| Short exercise |
Please print all of the material below, word for word.

(Named-object pointing records)
++++++

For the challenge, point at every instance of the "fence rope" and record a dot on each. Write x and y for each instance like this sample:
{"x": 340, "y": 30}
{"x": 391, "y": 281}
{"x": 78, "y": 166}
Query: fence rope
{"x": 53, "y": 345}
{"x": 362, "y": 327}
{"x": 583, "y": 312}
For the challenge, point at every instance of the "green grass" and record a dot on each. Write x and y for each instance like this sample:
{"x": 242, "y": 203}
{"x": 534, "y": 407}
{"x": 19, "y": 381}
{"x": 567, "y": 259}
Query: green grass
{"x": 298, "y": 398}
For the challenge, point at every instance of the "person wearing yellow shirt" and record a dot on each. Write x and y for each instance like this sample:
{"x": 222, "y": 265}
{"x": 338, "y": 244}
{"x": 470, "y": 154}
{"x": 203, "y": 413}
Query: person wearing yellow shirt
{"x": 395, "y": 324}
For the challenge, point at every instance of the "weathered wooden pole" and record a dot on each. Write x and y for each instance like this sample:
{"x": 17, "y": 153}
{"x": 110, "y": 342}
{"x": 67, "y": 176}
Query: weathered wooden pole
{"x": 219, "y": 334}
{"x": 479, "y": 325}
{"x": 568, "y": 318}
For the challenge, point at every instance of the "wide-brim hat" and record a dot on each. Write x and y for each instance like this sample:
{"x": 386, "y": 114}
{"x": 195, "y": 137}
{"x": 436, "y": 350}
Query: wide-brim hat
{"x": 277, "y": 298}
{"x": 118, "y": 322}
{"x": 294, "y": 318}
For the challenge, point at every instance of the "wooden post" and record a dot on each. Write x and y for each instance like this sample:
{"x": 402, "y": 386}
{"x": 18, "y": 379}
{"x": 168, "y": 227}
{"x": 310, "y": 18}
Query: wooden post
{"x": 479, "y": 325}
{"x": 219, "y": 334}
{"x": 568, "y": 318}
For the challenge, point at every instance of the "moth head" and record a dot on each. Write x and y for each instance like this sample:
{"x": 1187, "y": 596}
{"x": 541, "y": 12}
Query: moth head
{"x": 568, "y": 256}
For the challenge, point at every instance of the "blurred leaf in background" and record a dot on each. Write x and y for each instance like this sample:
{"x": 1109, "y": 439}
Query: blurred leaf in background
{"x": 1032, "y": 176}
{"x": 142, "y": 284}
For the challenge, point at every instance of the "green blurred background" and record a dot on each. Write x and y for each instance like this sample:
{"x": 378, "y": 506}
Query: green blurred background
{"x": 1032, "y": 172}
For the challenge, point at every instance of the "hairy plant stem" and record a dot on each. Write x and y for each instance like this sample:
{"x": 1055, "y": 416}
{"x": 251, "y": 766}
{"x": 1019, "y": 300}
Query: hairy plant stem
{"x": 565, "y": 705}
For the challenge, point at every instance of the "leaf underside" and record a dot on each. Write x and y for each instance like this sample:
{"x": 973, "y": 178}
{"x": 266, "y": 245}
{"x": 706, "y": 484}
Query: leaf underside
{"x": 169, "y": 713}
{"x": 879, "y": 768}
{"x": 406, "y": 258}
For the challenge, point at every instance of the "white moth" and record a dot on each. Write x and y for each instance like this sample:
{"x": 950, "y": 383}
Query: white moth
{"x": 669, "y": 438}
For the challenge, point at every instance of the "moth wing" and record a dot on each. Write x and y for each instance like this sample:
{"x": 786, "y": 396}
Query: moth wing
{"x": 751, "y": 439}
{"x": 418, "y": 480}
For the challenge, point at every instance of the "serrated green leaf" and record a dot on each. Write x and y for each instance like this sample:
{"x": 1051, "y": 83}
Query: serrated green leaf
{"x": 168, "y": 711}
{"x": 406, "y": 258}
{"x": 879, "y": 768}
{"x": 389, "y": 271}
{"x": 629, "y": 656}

++++++

| Response to the task |
For the challenge, point at every instance of the "fence rope" and record a dot on each. Write x and y for each instance like this sample:
{"x": 340, "y": 30}
{"x": 391, "y": 281}
{"x": 78, "y": 166}
Query: fence rope
{"x": 53, "y": 345}
{"x": 362, "y": 327}
{"x": 583, "y": 312}
For the challenge, point at every instance of the "green grass" and record a dot on each. Write x and y for each instance like this sample:
{"x": 242, "y": 203}
{"x": 534, "y": 407}
{"x": 19, "y": 381}
{"x": 567, "y": 259}
Query: green grass
{"x": 298, "y": 398}
For the challenge, point at every instance of the "person wearing yellow shirt" and record a dot on each. Write x and y for each instance like this sample:
{"x": 222, "y": 265}
{"x": 338, "y": 244}
{"x": 470, "y": 154}
{"x": 203, "y": 413}
Query: person wearing yellow shirt
{"x": 395, "y": 324}
For the challenge, point at every instance of the "weathered wooden pole" and record a dot on each. Write x and y for each instance like this sample:
{"x": 17, "y": 153}
{"x": 110, "y": 342}
{"x": 67, "y": 176}
Query: weathered wooden pole
{"x": 219, "y": 334}
{"x": 479, "y": 325}
{"x": 568, "y": 318}
For the challenge, point at every instance of the "wide-brim hat" and record a dot on each. Write x and y for each instance like this sample:
{"x": 386, "y": 114}
{"x": 195, "y": 137}
{"x": 436, "y": 350}
Query: wide-brim hat
{"x": 277, "y": 298}
{"x": 118, "y": 322}
{"x": 294, "y": 318}
For the challenge, point at every instance of the "wooden post" and record a dot on each. Write x and y for each instance like this sample:
{"x": 402, "y": 386}
{"x": 18, "y": 379}
{"x": 168, "y": 227}
{"x": 310, "y": 18}
Query: wooden post
{"x": 479, "y": 325}
{"x": 219, "y": 334}
{"x": 568, "y": 318}
For the challenge, point at every instance of the "moth head" and record a dot on each. Write x and y for each instance like this sample:
{"x": 1187, "y": 596}
{"x": 541, "y": 12}
Query: moth head
{"x": 568, "y": 256}
For the challenge, point at every instance of the "blurred leaf in background" and record a dot on each. Write x and y for each instance like this sample:
{"x": 1109, "y": 439}
Query: blurred leaf in background
{"x": 1032, "y": 176}
{"x": 142, "y": 284}
For the challenge, point at every instance of the "green blurred background" and record a dot on each. Write x and y for each instance like this sample:
{"x": 378, "y": 506}
Query: green blurred background
{"x": 1032, "y": 172}
For the challenge, point at every instance of the "hairy plant stem" and record a dot on each. Write x and y for each instance like this sample:
{"x": 1055, "y": 416}
{"x": 251, "y": 766}
{"x": 1019, "y": 300}
Query: hairy plant stem
{"x": 565, "y": 705}
For the challenge, point at every instance of the "leaf underside" and record a dot on each. Write x and y for each instance like this sample:
{"x": 973, "y": 178}
{"x": 266, "y": 245}
{"x": 706, "y": 484}
Query: leaf underside
{"x": 169, "y": 713}
{"x": 879, "y": 768}
{"x": 406, "y": 258}
For the challenge, point at every instance of the "white moth" and record a dot on each. Write x and y for each instance like this sample:
{"x": 950, "y": 383}
Query: white moth
{"x": 669, "y": 438}
For the challenge, point at every instance of the "moth wing" and record a dot on each. Write x and y for each instance like this sample:
{"x": 786, "y": 396}
Query: moth wing
{"x": 751, "y": 439}
{"x": 418, "y": 480}
For the challenge, point at every instance of the "serrated green leaf" and record a dot on each. Write x and y for each instance like this sample:
{"x": 1051, "y": 83}
Query: serrated green leaf
{"x": 168, "y": 711}
{"x": 406, "y": 258}
{"x": 879, "y": 768}
{"x": 389, "y": 271}
{"x": 629, "y": 656}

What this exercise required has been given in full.